**WORK TO COMPLETE:**
1) In the post on camera sensor noise, copy the passage from "More broadly, this" up to and including "can realize there." word for word.
2) Decide whether each statement below agrees with the post on camera sensor noise, answering yes or no and quoting the words of the post that settle it. (a) The writer shoots action and wildlife at ISO 3200–6400+ to keep shutter speeds around 1/1000. (b) The writer calls dynamic range charts a direct proxy for perceived image noise. (c) The writer would have preferred newer sensor efficiency gains to go toward increased resolution.
━━━━━ SELECTED EXCERPT
I understand the point about total light collection and how, when images are normalized to the same output size, noise performance can converge. That makes sense in a controlled comparison, but it’s not really how I—or many others—use the camera in practice. In real-world shooting at higher ISOs, noise is a visible and often limiting factor in image quality, and that’s the condition where we were hoping to see an improvement with the R7 MII.

At the same time, I don’t think it’s accurate to say pixel size is irrelevant. On a fixed sensor size, increasing resolution reduces pixel area, which affects per-pixel signal-to-noise. While normalization can reduce those differences when images are resized, in real-world use—especially at high ISO—those factors can still influence how noise presents in the actual image.

I would also question whether dynamic range charts are the right way to evaluate this specific point. Dynamic range is related to noise, but it’s not the same as how noise actually presents in an image—especially at higher ISO. Dynamic range charts are helpful, but they’re not a direct proxy for perceived image noise. Two sensors can plot very similarly in DR and still produce different-looking images at high ISO, particularly when viewed at native resolution or when cropped. That distinction matters a lot for the kind of shooting we’re talking about.

My concern is more about how these cameras are actually used. For action and wildlife photography, I’m often shooting at ISO 3200–6400+ to maintain shutter speeds around 1/1000, and I’m not downsampling to evaluate noise—I’m looking at the image at native resolution or cropping, which is very common in birding. In that context, how noise presents in the actual file matters, not just how it behaves after normalization.

More broadly, this comes down to a design tradeoff. Resolution, noise performance, and video capability are competing priorities on a fixed sensor size. Increasing resolution shifts the balance toward detail, cropping flexibility, and enabling features like 8K video, but it doesn’t necessarily improve high ISO image quality—and it can limit how much improvement you can realize there.

That’s really the point I was making. If newer sensor technologies like BSI improve efficiency, those gains can be used in different ways. You can spend them on more pixels, or you can spend them on better signal-to-noise performance. From a photographer’s perspective—especially for action and low-light shooting—I would have preferred to see those gains translate into visibly cleaner images at higher ISO rather than increased resolution.
━━━━━━━━━━
━━━━━ SUPPLIED MATERIAL
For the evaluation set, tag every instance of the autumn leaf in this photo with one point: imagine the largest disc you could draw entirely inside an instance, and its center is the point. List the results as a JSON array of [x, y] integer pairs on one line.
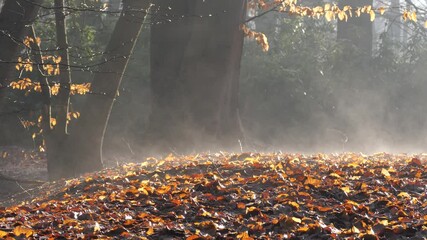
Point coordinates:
━━━━━━━━━━
**SOLUTIONS BELOW:**
1)
More broadly, this comes down to a design tradeoff. Resolution, noise performance, and video capability are competing priorities on a fixed sensor size. Increasing resolution shifts the balance toward detail, cropping flexibility, and enabling features like 8K video, but it doesn’t necessarily improve high ISO image quality—and it can limit how much improvement you can realize there.

2)
(a) Yes: "I’m often shooting at ISO 3200–6400+ to maintain shutter speeds around 1/1000"
(b) No: "they’re not a direct proxy for perceived image noise"
(c) No: "I would have preferred to see those gains translate into visibly cleaner images at higher ISO rather than increased resolution"